>> START
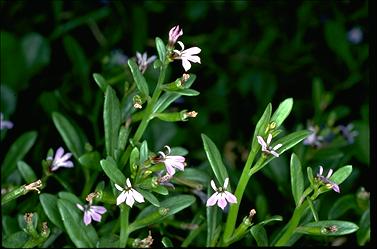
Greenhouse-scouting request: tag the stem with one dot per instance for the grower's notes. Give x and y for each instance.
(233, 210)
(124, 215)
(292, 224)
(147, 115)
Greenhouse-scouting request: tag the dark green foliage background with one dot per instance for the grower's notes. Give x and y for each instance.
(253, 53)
>> END
>> START
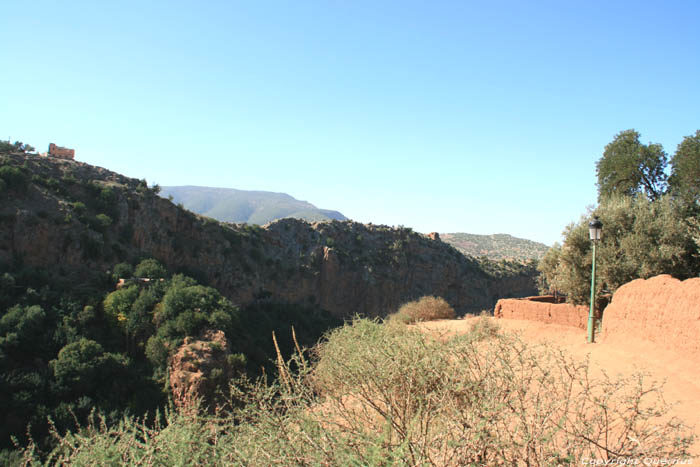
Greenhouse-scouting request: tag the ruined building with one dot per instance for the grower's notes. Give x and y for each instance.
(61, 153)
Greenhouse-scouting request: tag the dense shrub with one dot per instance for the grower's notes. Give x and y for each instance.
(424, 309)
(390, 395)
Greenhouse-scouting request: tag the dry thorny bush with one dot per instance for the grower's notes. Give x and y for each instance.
>> END
Reproduce verbatim the part of the records that opens with the line containing "Greenhouse-scouting request: tag the dense" and closes with the line containing "Greenhouse-scouting request: tag the dry", with both of those lines included.

Greenhouse-scouting request: tag the dense shrub with one dot per instance for the grower's notes. Give x and y for each instance.
(424, 309)
(390, 395)
Greenhouse-scouting request: tag the dry thorny bush with one dot per instance for the grower's notes. Give x and y for each instance.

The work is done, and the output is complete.